§ **Görev A**: Sayfa alıntısındaki Atatürk sözüne göre tarih yazmak ne kadar mühimdir?

§ **Sayfa Alıntısı**:
Gittikleri yol davamız, güttükleri dil sevdamız olan gazi dervişlerimiz Sayın Yusuf Ziya ARPACIK ve Erdem KARAKOÇ başta olmak üzere tüm gönüldaşlarımızın haksız ve hukuksuzca gözaltına alınmalarını kınıyor, dış güdümlü baskılarla gerçekleştiğine inandığımız ülkücü hareketi sindirmek amaçlı bu tür psikolojik eylemleri nefretle lanetliyoruz…
Ve olayları protokol tribünlerden ellerini ovuşturarak seyreden hınzır beylere diyoruz ki;
Yer sizi beyler, yer sizi
Yediğiniz hak, yer sizi
Almayın mazlum ahını
Ölseniz almaz yer sizi…
* * *
“TARİH yazmak, TARİH yapmak kadar mühimdir. Yazan yapana sadık kalmazsa, değişmeyen HAKİKAT, insanlığı şaşırtacak bir hal alır” özlü sözüyle Mustafa Kemal ATATÜRK, zamanın ötesinde yaşanmış olayları kahramanlarıyla birlikte doğruluk boyutuyla gün yüzüne çıkartmanın ve gelecek nesle aktarmanın önemini vurgulamıştır…
Bu desturla hareket eden araştırmacı-yazar Yusuf Ziya ARPACIK, “Sevdanın yolunda hayatın ne önemi var!” serdengeçtiliğiyle, dünden bugüne Türk’ün ayak bastığı tüm coğrafyaları adım adım çapraz yürek arşınlamıştır…
Aşk-ı vatan uğruna yıllarca yattığı kuytu zindanların rutubetini daha üzerinden atamadan, kâh Yemen çöllerinde at koşturanların, kâh Kerkük’te zulme başkaldıranların, kâh Doğu Türkistan’da ölümü öldürenlerin aziz hatıralarını kucaklamıştır…
Ahde vefanın tarih, tarihin hurafe olduğu günümüzün kulaktan dolma ve ağızdan aşırma tezlerine inat, seyyah nevalesi gönül sevdalarını kuşanan Yusuf Ziya ARPACIK, gözleriyle görüp, elleriyle dokunurcasına tarihin izlerini yerinde araştırmıştır.

[Nokta etiketleme veri kümesinden alıntılar]
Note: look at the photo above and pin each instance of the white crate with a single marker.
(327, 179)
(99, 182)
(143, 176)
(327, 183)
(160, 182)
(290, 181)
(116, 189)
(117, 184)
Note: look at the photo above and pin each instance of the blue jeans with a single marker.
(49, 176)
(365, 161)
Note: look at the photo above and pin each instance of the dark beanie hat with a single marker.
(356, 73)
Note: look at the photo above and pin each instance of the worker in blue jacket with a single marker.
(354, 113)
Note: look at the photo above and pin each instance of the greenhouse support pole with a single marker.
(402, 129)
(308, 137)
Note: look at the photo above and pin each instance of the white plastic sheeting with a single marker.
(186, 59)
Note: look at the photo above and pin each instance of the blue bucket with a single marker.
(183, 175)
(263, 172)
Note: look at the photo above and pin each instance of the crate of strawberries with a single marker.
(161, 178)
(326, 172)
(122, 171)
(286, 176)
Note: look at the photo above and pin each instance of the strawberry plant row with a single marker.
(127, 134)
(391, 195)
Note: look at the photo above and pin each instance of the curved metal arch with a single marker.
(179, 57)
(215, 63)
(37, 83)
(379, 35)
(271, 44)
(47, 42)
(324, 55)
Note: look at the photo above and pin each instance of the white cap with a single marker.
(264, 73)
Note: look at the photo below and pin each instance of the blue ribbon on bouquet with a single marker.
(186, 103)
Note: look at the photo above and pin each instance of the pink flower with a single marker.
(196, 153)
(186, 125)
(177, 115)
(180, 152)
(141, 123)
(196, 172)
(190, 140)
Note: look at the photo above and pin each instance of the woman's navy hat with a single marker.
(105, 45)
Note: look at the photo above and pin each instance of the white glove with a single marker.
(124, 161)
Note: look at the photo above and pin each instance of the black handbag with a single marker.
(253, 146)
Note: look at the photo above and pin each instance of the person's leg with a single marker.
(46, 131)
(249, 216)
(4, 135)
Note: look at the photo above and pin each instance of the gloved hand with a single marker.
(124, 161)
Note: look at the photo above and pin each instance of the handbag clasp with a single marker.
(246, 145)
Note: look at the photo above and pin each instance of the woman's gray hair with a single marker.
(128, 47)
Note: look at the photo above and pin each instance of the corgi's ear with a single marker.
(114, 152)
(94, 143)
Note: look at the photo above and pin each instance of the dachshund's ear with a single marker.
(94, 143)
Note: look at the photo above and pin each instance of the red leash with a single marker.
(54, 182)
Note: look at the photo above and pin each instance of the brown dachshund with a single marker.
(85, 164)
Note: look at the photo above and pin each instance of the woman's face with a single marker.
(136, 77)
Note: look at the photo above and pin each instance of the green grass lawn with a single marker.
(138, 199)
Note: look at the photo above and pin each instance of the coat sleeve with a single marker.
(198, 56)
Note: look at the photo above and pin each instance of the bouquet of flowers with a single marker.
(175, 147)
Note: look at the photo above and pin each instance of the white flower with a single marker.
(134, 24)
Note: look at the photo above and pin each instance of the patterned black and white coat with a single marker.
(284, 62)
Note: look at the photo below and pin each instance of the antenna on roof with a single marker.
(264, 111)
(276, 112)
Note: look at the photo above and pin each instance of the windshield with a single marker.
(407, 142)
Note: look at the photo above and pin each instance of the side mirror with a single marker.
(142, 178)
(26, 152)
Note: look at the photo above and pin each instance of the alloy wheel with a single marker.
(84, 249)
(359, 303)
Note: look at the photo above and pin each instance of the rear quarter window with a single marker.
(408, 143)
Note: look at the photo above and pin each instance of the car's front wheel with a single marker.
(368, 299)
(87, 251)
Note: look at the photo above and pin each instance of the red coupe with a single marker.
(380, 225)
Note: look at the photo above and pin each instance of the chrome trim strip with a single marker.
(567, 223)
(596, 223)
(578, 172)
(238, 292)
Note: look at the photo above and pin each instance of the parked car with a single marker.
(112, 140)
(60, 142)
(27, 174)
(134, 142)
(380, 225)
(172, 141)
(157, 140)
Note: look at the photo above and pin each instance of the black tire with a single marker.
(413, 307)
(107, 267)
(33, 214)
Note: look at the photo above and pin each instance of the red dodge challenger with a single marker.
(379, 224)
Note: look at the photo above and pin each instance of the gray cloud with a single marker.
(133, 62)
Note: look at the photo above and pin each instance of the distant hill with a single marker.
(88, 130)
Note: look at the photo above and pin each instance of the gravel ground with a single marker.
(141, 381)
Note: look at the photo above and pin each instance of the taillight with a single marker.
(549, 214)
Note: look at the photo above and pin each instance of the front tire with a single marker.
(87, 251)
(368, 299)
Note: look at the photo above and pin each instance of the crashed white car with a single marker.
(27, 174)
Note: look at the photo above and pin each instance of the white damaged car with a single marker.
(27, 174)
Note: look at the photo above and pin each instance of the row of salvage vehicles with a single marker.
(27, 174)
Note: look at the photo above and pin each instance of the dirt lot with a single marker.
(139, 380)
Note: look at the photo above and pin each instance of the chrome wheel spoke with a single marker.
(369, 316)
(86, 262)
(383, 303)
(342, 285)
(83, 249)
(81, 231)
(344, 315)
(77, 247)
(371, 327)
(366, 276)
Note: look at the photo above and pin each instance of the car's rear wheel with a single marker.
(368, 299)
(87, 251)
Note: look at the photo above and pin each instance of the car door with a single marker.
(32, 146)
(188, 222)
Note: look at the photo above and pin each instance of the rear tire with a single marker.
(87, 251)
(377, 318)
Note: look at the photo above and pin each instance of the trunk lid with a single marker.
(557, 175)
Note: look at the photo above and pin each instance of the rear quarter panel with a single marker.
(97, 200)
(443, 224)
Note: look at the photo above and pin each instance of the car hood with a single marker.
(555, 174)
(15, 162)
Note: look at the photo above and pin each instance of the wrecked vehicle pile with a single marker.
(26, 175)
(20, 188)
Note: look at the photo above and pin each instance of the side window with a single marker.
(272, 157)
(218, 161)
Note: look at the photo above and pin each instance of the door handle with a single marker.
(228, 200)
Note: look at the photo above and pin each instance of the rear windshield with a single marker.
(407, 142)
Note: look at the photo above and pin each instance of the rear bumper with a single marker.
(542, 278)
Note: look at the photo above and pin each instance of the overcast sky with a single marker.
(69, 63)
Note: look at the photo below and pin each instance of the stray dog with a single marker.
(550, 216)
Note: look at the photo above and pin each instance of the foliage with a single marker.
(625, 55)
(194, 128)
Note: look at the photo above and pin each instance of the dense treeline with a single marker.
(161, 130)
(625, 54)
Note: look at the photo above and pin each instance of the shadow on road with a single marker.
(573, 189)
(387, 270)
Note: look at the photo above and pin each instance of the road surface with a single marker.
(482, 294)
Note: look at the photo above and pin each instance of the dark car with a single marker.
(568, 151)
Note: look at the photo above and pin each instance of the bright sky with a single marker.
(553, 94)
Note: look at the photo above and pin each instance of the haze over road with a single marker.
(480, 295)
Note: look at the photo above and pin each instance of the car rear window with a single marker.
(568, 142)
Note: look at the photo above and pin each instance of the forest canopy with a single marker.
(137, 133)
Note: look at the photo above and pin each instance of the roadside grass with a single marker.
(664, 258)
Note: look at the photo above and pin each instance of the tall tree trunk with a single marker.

§ **Görev B**: Kayıtlarda "foliage with a single marker." ifadesinin geçtiği satırdan başlayıp kayıtların sonuna kadar her şeyi, bu satır da dahil, "Sıra" ve "Satır" sütunlu bir Markdown tablosu olarak düzenle. Boş satırları tabloya alma.

§ **Cevap A**: Tarih yapmak kadar mühimdir.

§ **Cevap B**:
| Sıra | Satır |
|---|---|
| 1 | Note: look at the photo above and pin each instance of the foliage with a single marker. |
| 2 | (625, 55) |
| 3 | (194, 128) |
| 4 | Note: look at the photo above and pin each instance of the dense treeline with a single marker. |
| 5 | (161, 130) |
| 6 | (625, 54) |
| 7 | Note: look at the photo above and pin each instance of the shadow on road with a single marker. |
| 8 | (573, 189) |
| 9 | (387, 270) |
| 10 | Note: look at the photo above and pin each instance of the road surface with a single marker. |
| 11 | (482, 294) |
| 12 | Note: look at the photo above and pin each instance of the dark car with a single marker. |
| 13 | (568, 151) |
| 14 | Note: look at the photo above and pin each instance of the bright sky with a single marker. |
| 15 | (553, 94) |
| 16 | Note: look at the photo above and pin each instance of the haze over road with a single marker. |
| 17 | (480, 295) |
| 18 | Note: look at the photo above and pin each instance of the car rear window with a single marker. |
| 19 | (568, 142) |
| 20 | Note: look at the photo above and pin each instance of the forest canopy with a single marker. |
| 21 | (137, 133) |
| 22 | Note: look at the photo above and pin each instance of the roadside grass with a single marker. |
| 23 | (664, 258) |
| 24 | Note: look at the photo above and pin each instance of the tall tree trunk with a single marker. |